> Aim
Quote the lines below exactly, from the one that holds "Rules. Find each instance of the parking" through the final line of the records, and only those.

> Excerpted records

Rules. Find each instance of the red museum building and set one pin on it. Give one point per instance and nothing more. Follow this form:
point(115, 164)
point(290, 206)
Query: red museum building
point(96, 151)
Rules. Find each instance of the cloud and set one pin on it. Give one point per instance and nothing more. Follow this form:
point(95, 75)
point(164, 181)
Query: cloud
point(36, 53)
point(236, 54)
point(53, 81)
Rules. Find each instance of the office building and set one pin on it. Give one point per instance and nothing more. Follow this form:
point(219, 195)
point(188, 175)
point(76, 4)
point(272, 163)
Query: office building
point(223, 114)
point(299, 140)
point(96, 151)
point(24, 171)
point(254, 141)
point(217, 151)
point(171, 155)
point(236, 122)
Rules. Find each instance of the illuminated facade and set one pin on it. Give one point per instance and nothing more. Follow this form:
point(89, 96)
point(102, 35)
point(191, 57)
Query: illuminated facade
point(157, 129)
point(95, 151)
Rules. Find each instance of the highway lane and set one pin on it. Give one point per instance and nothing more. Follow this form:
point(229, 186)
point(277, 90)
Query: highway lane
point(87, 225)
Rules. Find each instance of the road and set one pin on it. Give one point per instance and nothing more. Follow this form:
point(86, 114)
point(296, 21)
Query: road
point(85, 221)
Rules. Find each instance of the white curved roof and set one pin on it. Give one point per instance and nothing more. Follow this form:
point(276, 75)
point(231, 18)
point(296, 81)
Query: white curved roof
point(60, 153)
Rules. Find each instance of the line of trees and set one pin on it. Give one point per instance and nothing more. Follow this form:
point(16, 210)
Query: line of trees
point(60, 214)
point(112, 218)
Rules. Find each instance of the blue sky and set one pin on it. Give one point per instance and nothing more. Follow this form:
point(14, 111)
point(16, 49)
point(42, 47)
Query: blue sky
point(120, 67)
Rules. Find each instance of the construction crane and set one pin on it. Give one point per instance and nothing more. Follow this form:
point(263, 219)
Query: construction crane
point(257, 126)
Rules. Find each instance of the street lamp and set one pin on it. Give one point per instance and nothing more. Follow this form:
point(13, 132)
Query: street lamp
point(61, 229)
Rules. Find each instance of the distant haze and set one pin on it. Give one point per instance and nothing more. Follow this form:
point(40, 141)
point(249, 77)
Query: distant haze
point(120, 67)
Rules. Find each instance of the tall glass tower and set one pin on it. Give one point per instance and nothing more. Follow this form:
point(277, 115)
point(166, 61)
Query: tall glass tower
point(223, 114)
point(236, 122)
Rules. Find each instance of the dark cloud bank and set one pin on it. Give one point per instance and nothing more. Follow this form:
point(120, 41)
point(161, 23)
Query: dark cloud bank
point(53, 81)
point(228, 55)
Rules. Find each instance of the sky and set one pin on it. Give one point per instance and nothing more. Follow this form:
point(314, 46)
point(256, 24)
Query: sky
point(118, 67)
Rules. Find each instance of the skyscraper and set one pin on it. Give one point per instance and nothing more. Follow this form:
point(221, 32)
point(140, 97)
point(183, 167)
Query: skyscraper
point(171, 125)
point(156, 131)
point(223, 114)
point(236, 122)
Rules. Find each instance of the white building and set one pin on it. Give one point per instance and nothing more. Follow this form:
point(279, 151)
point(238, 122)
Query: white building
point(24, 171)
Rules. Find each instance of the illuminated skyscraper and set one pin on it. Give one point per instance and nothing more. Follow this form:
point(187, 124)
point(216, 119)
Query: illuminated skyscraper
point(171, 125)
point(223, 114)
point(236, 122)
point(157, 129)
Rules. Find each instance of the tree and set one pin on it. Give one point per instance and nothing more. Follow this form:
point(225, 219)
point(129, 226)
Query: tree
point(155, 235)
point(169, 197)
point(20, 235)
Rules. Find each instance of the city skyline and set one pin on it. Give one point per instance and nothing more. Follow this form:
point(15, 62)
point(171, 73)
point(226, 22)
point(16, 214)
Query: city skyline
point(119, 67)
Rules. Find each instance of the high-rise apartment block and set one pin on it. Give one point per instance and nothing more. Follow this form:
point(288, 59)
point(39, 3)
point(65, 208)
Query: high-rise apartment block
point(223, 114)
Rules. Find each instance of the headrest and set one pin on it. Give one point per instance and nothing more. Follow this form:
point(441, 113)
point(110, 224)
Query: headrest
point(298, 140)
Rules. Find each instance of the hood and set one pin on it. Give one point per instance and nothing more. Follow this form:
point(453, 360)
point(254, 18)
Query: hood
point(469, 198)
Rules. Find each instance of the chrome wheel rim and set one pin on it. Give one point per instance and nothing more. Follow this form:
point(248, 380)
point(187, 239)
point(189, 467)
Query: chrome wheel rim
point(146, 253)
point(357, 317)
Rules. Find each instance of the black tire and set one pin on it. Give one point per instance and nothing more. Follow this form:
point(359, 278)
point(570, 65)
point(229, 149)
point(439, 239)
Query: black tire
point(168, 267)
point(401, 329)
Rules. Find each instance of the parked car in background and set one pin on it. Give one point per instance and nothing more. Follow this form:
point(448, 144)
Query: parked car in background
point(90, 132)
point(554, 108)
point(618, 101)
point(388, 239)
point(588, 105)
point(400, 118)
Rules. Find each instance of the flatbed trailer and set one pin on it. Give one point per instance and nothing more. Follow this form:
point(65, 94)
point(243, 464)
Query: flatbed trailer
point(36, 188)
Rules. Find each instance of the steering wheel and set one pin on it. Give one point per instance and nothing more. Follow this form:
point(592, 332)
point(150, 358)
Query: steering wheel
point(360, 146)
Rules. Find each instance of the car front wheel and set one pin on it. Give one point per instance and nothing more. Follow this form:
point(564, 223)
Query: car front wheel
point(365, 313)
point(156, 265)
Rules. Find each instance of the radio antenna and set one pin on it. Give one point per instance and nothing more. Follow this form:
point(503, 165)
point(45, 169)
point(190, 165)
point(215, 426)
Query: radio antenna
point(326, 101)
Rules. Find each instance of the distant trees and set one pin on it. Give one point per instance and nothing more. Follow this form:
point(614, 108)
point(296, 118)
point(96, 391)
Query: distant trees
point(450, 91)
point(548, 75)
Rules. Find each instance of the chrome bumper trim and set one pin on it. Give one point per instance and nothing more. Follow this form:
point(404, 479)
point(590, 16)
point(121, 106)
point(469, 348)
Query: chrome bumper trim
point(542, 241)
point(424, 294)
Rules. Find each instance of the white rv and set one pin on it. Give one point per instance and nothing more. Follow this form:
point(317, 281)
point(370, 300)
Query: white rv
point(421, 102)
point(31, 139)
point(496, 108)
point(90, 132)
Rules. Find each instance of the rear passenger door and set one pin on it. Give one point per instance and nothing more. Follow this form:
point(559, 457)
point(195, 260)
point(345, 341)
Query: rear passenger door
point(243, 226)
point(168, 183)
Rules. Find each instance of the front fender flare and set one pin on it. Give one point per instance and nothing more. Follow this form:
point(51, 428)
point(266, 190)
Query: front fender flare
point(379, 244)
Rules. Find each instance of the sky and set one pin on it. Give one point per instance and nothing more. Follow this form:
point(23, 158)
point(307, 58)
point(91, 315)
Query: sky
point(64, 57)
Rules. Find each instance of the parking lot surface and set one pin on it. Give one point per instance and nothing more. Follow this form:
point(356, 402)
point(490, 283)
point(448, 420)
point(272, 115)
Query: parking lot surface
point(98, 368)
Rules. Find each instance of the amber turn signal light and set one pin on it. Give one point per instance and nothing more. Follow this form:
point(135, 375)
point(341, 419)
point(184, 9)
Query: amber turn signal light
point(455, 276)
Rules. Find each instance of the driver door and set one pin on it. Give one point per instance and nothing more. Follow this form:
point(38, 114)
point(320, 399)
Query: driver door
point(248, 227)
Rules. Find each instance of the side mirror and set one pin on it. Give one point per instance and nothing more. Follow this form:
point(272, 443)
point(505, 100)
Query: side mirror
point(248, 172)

> Finished task
Rules. Find each instance of the parking lot surface and set one pin on it. Give one point per instance and nothing more. Follow this form:
point(356, 402)
point(490, 283)
point(448, 420)
point(272, 115)
Query: parking lot surface
point(98, 368)
Rules. Find each instance of the amber turn signal light and set one pin on it. Give one point per instance and nothing more. Follow this form:
point(135, 375)
point(341, 419)
point(184, 9)
Query: amber turn signal light
point(455, 276)
Rules. Find each instance of the driver door and set one pin on it. Give one point per instance and nothing more. Follow this form:
point(38, 114)
point(320, 399)
Query: driver door
point(248, 227)
Rules. Find each instance of the side mirror and set one pin on it. Give one point per instance and nothing more. Follow this form:
point(272, 443)
point(505, 100)
Query: side mirror
point(248, 172)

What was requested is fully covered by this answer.